> TASK PROMPT
Count the lines in the rows below that contain the string "tree", treating uppercase and lowercase as different, and reply with the number alone.

(Source records)
------------------------------------

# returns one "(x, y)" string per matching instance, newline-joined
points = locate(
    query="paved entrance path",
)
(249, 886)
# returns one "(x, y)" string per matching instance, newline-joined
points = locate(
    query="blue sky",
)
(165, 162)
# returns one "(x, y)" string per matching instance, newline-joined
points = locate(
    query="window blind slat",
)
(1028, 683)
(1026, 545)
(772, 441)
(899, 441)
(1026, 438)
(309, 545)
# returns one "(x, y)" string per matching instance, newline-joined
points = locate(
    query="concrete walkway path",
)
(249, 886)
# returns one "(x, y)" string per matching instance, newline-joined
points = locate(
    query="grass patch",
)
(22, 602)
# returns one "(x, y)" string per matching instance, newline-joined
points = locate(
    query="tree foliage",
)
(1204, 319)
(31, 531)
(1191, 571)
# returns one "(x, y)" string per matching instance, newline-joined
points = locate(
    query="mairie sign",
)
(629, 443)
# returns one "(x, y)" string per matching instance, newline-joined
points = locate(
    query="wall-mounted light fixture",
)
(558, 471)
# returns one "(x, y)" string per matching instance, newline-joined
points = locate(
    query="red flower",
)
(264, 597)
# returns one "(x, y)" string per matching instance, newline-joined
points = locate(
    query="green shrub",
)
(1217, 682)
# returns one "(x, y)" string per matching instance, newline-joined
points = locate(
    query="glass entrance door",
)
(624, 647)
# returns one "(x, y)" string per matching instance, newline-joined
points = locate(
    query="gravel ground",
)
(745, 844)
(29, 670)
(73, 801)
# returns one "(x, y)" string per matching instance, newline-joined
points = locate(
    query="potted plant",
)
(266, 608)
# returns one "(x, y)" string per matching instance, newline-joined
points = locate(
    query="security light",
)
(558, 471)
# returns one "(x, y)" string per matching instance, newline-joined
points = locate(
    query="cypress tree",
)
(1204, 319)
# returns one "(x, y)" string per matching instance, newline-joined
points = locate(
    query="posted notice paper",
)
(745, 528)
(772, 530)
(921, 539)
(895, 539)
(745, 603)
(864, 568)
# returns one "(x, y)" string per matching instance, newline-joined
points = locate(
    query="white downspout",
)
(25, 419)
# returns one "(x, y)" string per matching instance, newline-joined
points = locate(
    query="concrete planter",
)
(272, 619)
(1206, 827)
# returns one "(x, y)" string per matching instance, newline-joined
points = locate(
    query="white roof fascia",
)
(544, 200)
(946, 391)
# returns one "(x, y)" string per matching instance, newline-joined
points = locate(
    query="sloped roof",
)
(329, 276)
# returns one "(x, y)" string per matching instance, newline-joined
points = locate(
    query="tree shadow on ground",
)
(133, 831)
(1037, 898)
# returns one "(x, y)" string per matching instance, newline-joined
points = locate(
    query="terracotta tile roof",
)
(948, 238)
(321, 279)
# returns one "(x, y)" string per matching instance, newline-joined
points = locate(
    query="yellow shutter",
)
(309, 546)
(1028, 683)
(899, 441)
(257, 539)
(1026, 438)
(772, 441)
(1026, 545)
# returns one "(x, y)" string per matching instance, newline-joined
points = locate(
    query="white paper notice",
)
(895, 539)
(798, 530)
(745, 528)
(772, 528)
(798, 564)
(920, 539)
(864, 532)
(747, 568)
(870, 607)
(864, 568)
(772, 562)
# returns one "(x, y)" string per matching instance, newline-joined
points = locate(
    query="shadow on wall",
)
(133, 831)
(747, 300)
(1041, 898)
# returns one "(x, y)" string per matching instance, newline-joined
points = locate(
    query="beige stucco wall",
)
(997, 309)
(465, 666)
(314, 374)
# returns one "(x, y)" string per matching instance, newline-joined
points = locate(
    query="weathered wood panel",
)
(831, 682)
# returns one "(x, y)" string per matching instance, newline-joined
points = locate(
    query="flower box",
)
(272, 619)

------------------------------------

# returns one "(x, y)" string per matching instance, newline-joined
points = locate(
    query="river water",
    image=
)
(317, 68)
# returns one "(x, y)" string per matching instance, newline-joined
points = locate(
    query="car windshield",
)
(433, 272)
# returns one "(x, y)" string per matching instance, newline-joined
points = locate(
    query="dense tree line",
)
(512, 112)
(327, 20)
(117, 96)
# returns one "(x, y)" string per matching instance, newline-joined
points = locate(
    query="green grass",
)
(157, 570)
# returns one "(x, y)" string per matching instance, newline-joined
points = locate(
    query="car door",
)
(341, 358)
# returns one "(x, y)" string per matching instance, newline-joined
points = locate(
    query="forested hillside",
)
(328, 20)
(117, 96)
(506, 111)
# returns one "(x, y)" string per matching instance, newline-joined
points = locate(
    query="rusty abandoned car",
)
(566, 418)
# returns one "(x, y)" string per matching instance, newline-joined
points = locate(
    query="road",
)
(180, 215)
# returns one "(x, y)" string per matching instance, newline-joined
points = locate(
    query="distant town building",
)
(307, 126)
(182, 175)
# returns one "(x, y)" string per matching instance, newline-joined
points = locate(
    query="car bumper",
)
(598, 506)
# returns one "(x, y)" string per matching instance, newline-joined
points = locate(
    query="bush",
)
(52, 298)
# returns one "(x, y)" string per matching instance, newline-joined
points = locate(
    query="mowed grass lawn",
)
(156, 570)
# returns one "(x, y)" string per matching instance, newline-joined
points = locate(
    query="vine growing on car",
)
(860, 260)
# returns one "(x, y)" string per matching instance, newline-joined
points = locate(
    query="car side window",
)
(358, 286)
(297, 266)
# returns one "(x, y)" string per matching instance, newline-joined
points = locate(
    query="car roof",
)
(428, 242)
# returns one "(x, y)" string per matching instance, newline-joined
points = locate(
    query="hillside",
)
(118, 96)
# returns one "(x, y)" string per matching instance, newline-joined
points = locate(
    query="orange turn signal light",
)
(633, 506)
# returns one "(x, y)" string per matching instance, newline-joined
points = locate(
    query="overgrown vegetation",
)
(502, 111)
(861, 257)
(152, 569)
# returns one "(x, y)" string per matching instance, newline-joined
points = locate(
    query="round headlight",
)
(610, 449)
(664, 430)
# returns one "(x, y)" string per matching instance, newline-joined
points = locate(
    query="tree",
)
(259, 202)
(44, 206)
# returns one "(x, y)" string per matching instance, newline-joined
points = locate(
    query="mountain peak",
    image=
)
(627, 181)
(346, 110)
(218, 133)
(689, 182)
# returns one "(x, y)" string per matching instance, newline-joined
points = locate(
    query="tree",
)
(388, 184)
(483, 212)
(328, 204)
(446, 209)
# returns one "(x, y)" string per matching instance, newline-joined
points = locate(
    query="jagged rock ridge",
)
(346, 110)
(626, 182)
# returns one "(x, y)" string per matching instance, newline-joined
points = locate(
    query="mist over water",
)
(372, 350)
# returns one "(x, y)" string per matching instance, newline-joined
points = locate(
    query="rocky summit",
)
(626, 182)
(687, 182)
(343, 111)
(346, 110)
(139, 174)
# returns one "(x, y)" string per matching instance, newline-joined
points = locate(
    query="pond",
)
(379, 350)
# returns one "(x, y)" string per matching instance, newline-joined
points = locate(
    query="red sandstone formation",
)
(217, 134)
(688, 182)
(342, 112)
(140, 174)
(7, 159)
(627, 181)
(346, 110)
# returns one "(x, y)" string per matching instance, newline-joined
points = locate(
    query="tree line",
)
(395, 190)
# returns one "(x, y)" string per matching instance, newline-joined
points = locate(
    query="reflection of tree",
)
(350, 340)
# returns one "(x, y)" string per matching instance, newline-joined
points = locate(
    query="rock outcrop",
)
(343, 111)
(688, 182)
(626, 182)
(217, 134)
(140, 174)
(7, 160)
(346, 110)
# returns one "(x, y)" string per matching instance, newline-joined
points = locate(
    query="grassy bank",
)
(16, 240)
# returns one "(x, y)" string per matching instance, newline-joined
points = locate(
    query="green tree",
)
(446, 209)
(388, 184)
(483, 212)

------------------------------------

> WRITTEN ANSWER
9